Look through the records and copy every line in which "Target" appears.

Segment Open

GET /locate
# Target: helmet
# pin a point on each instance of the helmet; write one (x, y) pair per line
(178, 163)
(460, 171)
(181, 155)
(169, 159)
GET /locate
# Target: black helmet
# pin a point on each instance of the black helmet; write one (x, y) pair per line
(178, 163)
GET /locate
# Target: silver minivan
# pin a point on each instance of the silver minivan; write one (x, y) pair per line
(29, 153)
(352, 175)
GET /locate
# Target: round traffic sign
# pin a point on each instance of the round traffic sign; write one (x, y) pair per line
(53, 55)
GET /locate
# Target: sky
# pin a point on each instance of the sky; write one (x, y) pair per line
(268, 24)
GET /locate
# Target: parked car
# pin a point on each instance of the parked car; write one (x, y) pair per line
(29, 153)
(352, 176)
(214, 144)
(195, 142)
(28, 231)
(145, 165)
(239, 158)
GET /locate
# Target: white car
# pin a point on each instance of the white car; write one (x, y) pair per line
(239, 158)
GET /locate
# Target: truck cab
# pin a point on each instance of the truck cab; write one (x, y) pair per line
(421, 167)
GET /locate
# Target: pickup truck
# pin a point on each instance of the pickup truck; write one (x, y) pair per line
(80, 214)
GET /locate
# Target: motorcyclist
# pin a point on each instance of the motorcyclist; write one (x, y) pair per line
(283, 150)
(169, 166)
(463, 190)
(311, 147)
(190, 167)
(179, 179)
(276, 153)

Segment Closed

**Exercise solution**
# Target: helmet
# Target: black helmet
# Target: silver minivan
# Target: round traffic sign
# Target: sky
# Target: parked car
# Target: white car
# Target: truck cab
# Target: pickup truck
# Target: motorcyclist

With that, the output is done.